## TEXT
• • • • •
Voice over Internet Protocol ("VoIP") is arguably one of the most important recent developments in telecommunications, yet is virtually ignored by current federal and state regulations applicable to traditional telephone service. However, the growing popularity of VoIP in both the private and business sectors (some analysts claim that VoIP will replace traditional telephone service for the majority of users by the end of this decade) makes it likely that VoIP will be subjected to at least some regulatory requirements in the future.
Indeed, last week the FCC adopted an order requiring that some offerings of VoIP providers include 911 capabilities. All potential users and suppliers of VoIP services as well as potential manufacturers of VoIP equipment should follow these regulatory issues.
In 2004, the FCC opened a rulemaking proceeding to consider the regulatory requirements applicable to VoIP. An important threshold issue is whether the FCC classifies VoIP as an "information service," a "telecommunications service" or both. Regardless of how the FCC defines VoIP, some public interest regulation such as the Communications Assistance for Law Enforcement Act ("CALEA"), disabled access, Universal Service Funding ("USF") and 911 emergency assistance is likely to survive in some fashion.
Many users and providers of VoIP believe a decision to classify VoIP as an "information service" will relieve VoIP from all regulatory shackles forever. However, in its notice of proposed rulemaking initiating its proceeding on the regulation of VoIP and other "IP-enabled" services, the FCC tentatively opined that the substantive regulations applicable to VoIP did not necessarily depend on the outcome of the classification issue.
If the FCC were to classify VoIP as a "telecommunications service," then VoIP will be subject to all the Title II regulations that apply to those services. However, the FCC has the authority to "forbear" applying (i.e., eliminate) even statutory requirements applicable to telecommunications services. There is at least a reasonable expectation that the FCC would forbear applying regulations to VoIP relating to market exit and entry and retail pricing. This forbearance could come quickly, perhaps even in the same order announcing the classification decision. Thus, even if the FCC classifies VoIP as a "telecommunications service," it could still implement a deregulatory approach by exercising its "forbearance" authority to eliminate or modify the application to VoIP of at least some regulations that apply to other telecommunications services. Conversely, if the FCC classifies VoIP as an "information service," the FCC, by exercising its "ancillary jurisdiction" under Title I of the Communications Act, could extend to VoIP at least some regulations that heretofore have applied only to telecommunications services. It seems likely that the FCC would allow regulations to apply to VoIP that concern a number of non-economic "public-interest" regulations, including CALEA, disability access and universal service, although the FCC might suspend or modify these regulations for some interim period to stimulate development of VoIP.
• • • • •
## DATASET EXCERPT
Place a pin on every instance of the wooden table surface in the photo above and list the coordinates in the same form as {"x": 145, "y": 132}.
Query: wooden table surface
• • • • •
According to the text on VoIP regulation, in what year did the FCC open a rulemaking proceeding on the regulatory requirements applicable to VoIP? The lines aren't needed for this.

2004